• [PROMPT] Locate the line that contains "Target: yellow center line", then copy it and all later lines of the data below exactly, through the last one.

▽

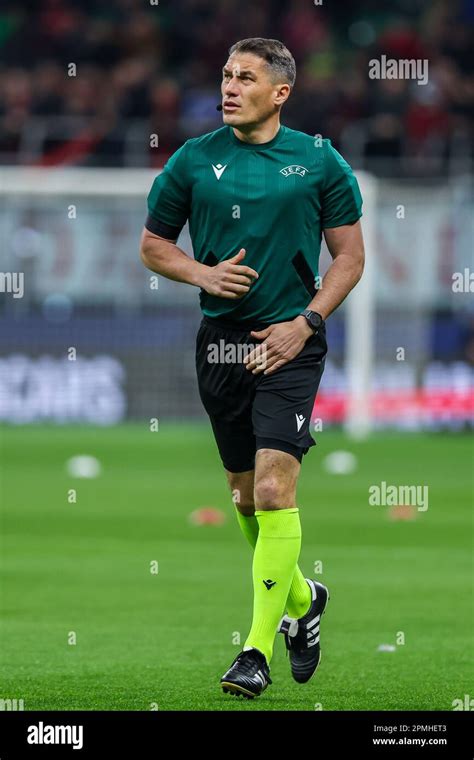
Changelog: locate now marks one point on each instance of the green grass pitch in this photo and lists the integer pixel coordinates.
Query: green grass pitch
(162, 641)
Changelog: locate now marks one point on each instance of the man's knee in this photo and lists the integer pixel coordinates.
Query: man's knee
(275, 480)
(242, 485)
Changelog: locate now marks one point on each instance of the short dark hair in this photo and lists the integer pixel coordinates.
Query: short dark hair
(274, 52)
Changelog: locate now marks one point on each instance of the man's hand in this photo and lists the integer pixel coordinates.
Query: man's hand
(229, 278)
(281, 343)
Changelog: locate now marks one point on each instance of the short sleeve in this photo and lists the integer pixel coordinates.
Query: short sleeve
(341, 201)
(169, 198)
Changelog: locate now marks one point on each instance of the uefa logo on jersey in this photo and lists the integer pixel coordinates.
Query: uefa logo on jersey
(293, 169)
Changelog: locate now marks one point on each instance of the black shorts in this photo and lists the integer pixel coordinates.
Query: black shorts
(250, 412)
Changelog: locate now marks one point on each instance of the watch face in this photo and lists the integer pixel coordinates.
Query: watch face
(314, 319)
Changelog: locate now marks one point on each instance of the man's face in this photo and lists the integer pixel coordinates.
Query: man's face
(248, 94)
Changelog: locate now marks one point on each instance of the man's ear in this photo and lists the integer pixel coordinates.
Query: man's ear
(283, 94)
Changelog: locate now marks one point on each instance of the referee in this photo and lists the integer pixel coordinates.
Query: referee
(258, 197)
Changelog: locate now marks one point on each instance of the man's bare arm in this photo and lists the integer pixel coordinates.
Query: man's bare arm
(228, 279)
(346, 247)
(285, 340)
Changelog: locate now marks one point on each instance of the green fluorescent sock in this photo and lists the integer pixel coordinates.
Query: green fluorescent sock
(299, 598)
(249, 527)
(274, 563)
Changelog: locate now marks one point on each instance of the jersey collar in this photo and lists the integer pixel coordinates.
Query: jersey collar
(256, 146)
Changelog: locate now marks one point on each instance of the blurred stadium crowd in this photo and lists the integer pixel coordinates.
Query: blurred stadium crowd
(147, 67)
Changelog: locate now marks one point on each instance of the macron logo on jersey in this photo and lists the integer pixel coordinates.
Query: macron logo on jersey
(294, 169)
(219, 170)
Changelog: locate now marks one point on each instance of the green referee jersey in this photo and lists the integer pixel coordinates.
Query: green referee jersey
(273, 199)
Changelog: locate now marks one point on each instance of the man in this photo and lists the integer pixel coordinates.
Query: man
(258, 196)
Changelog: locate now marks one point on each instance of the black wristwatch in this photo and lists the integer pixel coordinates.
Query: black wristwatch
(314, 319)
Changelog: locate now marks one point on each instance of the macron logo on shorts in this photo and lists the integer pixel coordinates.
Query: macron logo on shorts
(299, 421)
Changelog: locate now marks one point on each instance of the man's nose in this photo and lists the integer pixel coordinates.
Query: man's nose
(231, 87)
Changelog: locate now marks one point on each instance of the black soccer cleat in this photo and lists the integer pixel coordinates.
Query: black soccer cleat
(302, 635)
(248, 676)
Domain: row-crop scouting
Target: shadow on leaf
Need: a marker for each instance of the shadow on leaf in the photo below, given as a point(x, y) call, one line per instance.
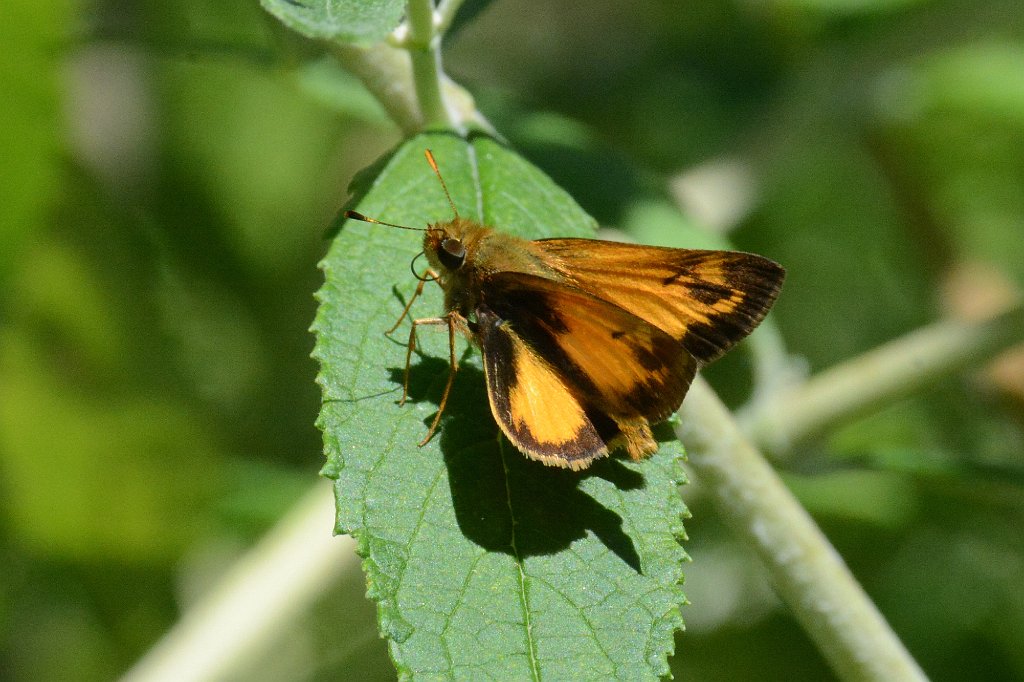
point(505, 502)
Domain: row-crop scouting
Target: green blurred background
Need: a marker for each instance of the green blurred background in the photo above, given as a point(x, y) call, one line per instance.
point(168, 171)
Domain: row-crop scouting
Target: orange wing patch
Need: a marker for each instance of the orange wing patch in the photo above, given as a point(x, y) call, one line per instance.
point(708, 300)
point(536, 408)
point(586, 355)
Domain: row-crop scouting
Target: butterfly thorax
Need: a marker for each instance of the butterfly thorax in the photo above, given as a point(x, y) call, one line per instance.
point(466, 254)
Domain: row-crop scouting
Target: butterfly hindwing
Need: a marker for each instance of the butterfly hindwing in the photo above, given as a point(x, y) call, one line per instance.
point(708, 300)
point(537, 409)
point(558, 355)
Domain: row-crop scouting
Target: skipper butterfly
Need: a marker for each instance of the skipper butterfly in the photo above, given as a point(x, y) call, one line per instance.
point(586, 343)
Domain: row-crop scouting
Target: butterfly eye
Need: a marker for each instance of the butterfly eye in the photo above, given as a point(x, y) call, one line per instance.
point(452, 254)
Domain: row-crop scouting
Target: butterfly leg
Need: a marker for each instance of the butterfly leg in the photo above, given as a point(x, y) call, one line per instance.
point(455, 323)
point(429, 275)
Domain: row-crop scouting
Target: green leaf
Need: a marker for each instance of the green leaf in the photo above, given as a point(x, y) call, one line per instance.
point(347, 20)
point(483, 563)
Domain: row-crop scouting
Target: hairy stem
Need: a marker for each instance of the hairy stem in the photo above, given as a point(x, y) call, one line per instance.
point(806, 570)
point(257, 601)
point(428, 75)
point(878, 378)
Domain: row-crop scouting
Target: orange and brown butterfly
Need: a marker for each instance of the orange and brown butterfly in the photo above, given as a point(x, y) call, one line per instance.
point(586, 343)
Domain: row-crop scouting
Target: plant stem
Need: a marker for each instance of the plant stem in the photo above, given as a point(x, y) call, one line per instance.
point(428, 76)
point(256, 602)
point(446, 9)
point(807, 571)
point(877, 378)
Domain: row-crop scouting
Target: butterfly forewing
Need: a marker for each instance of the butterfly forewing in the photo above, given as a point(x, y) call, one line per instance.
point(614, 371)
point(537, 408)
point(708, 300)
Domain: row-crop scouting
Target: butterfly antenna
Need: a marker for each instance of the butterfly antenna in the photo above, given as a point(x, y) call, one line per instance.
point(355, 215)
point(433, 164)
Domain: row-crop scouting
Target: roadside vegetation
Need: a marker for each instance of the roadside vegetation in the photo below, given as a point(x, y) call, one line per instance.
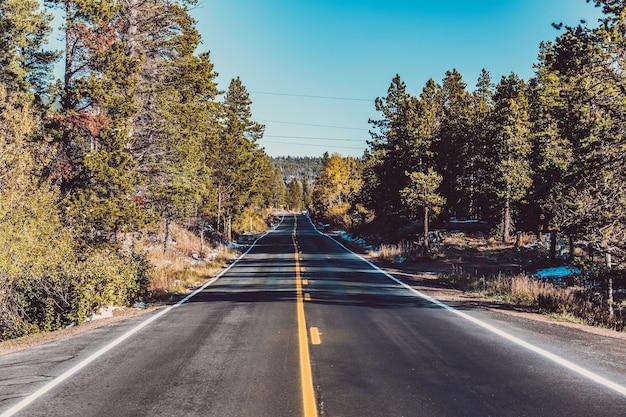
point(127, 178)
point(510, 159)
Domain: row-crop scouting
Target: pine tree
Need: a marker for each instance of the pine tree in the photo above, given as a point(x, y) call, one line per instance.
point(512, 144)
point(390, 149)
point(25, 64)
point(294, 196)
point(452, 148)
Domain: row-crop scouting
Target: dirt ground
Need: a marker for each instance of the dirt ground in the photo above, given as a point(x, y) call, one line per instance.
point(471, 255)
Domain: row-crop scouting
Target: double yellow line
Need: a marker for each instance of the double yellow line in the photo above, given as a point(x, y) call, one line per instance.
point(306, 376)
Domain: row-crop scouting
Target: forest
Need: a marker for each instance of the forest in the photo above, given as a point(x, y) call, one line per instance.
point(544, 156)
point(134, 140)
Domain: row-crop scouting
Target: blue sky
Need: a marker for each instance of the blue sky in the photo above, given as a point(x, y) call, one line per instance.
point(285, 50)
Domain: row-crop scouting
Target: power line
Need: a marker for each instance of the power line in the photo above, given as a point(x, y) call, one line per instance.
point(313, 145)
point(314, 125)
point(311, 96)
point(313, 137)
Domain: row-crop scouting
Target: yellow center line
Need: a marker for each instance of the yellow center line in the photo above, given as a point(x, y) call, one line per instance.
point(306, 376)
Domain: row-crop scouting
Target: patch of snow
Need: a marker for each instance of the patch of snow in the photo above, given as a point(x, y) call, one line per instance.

△

• [PROBLEM SOLUTION]
Target: yellow center line
Need: a marker for each instance of the yellow center line in the photo above, given as a point(x, y) call, one line per instance.
point(306, 376)
Domain: row-crop scouting
Target: patch of snow
Need: a marker for each instance of the patch of snow in the photo above, given as a point(x, y) call, one line per instance.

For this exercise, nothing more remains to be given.